> EXERCISE OBJECTIVE: Beginning at the line that contains "Traffic-operations request: mark the blue flower", reproduce every line to the end of the material without changing any of them.

> STORED ROWS:
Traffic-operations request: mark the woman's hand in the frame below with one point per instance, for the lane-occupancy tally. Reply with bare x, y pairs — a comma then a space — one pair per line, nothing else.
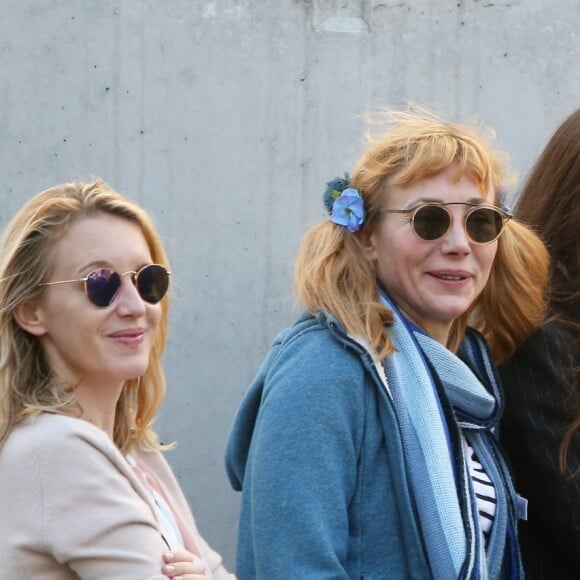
183, 565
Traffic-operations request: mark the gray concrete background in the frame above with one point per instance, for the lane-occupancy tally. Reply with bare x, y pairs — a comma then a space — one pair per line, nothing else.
225, 118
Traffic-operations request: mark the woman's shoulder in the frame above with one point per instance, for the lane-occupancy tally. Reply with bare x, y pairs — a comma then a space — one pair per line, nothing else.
317, 339
50, 436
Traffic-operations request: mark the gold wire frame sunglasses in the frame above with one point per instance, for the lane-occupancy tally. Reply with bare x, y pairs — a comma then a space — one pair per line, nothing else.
431, 221
102, 285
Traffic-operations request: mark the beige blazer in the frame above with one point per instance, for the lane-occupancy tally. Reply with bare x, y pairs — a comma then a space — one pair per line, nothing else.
71, 506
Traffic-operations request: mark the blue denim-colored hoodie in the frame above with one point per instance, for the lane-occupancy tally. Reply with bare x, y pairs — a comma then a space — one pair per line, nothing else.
317, 451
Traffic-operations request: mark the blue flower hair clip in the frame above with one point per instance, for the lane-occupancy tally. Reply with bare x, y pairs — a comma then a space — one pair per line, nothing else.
344, 204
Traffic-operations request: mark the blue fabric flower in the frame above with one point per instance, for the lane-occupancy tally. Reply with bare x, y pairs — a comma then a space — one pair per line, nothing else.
348, 210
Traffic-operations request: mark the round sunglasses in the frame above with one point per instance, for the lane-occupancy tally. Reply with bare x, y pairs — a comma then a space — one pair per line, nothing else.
430, 221
102, 285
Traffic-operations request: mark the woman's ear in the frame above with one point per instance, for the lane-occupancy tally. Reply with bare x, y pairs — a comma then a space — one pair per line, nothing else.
367, 241
28, 315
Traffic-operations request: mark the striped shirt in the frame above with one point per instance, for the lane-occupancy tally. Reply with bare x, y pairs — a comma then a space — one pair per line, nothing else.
484, 490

> CORRECT ANSWER:
Traffic-operations request: mark the blue flower hair clip in the frame above with one point per instance, for the lane-occupancy tally. Reply with bare x, y pairs — a comma then a space — one pair per line, nothing else.
344, 204
Traffic-operations request: mark the blue fabric flower in the frame above with one point per instance, for the lane-occupancy tally. Reply with bare x, y pairs — a comma then a space — one pair per line, nothing else.
348, 210
Traffic-operations request: mark the round sunglasses in the frame above with one point per instance, for the lane-occupancy tally. Reply with bare x, y pairs — a comma then a space — one pair per line, nothing else.
430, 221
102, 285
Traffic-operations request: mark the woman's ear in the frame above with one point per instance, for the lane-occupancy tally. Reply with bare x, y pairs — a comma then a space — one pair per line, nothing else.
367, 241
28, 315
Traffic-operations request: mark the striped shirt in the frame above with one point per instance, for the lane-occupancy tally. Reply with bare x, y pairs — a comma then a space — one pair per line, nothing else.
484, 490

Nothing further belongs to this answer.